Extracted information
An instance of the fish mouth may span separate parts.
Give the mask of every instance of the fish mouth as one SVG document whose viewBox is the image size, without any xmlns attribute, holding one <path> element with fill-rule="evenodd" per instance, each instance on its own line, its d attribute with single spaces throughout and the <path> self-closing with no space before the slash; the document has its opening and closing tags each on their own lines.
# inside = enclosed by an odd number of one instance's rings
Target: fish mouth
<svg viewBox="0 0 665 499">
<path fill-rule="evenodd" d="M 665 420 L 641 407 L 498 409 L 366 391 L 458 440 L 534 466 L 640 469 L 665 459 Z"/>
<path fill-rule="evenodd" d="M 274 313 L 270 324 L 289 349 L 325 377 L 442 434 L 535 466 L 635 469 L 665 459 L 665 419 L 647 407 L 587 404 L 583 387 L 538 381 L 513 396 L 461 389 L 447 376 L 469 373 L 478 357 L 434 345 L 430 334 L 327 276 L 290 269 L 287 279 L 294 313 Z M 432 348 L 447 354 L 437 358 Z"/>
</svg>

---

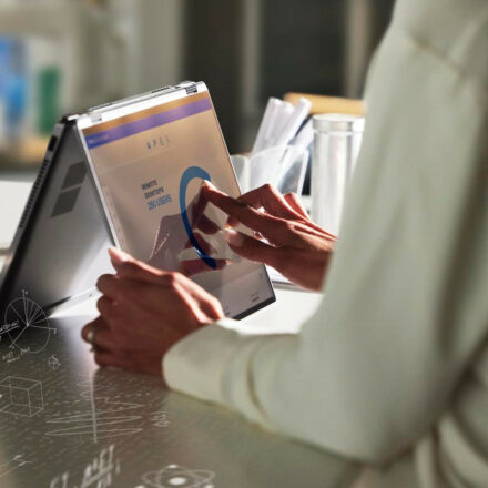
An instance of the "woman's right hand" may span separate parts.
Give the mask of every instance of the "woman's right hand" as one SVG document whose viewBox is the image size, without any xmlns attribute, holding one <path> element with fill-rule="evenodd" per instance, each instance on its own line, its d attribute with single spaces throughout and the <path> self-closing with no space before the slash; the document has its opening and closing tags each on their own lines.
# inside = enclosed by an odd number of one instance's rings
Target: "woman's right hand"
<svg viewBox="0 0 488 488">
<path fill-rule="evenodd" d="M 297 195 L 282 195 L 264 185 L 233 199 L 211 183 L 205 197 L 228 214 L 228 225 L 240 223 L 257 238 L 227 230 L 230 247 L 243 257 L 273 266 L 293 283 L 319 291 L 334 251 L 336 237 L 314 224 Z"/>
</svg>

Problem
Copy out every line of the material above that contains the string "hand", matching its case exactly.

Output of the task
An instance of the "woman's right hand" may span separate parts.
Give the mask of every instance of the "woman's right hand" as one SVG document whose viewBox is the image size, without any xmlns attribute, holding one <path> element with fill-rule="evenodd" per instance, each instance on its own line, its d attribute with single spaces throughout and the <path> self-closing with no space before the slash; the document has its opening and closing tags each on their own lines.
Target: "woman's right hand"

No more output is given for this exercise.